*Exercise data*:

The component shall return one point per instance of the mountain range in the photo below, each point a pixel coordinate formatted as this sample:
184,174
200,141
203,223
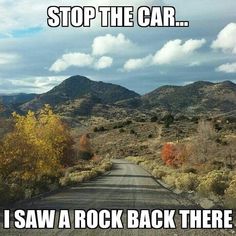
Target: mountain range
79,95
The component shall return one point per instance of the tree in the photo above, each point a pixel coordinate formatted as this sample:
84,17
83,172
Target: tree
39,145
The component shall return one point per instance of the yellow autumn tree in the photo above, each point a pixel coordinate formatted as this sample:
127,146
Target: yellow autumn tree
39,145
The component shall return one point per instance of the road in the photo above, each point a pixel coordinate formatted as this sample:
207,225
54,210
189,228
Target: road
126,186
---
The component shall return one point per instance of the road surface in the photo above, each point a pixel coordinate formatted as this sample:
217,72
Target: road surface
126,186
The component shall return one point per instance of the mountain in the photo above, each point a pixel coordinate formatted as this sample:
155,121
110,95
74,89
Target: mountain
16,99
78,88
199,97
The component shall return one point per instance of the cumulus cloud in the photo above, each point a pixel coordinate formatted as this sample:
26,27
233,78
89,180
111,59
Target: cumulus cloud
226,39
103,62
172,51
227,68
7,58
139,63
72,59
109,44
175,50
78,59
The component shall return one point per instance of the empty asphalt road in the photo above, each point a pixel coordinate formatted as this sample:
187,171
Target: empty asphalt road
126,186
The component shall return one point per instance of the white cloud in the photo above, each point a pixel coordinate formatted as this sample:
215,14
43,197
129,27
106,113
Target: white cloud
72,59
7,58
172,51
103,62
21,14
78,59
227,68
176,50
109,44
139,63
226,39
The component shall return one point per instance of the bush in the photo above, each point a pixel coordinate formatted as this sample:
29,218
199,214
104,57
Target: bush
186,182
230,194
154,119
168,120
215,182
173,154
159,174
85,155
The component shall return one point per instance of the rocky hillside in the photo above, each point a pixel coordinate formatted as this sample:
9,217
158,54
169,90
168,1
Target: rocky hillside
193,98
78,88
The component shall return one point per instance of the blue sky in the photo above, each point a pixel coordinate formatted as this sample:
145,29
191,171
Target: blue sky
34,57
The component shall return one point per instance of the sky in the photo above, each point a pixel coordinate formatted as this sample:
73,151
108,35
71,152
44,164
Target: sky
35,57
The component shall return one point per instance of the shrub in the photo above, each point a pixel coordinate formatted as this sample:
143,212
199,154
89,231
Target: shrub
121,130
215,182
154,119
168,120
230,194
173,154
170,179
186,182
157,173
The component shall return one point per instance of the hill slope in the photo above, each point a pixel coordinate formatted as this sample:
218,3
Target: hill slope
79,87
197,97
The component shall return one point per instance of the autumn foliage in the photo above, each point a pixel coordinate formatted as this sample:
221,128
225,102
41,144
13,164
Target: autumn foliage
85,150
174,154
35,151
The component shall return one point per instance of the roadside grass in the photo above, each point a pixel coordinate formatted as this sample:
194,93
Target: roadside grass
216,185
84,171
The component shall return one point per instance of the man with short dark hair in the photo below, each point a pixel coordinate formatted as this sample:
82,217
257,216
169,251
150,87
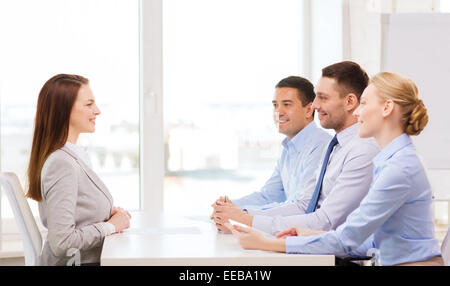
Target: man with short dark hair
---
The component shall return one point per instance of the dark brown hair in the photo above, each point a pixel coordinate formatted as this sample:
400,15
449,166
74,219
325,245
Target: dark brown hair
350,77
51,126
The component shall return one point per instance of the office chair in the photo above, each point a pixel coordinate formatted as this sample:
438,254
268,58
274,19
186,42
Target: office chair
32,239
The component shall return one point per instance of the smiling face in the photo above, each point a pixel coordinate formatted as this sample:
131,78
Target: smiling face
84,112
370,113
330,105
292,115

*Problem to solve*: Copy the lines that hold the word "short". Take them from the records above.

*Problem solution*:
The component shall return one point per instance of the man with short dark hair in the photo below, each point a pixel coordinate formatted as this sample:
Target: man with short dark hair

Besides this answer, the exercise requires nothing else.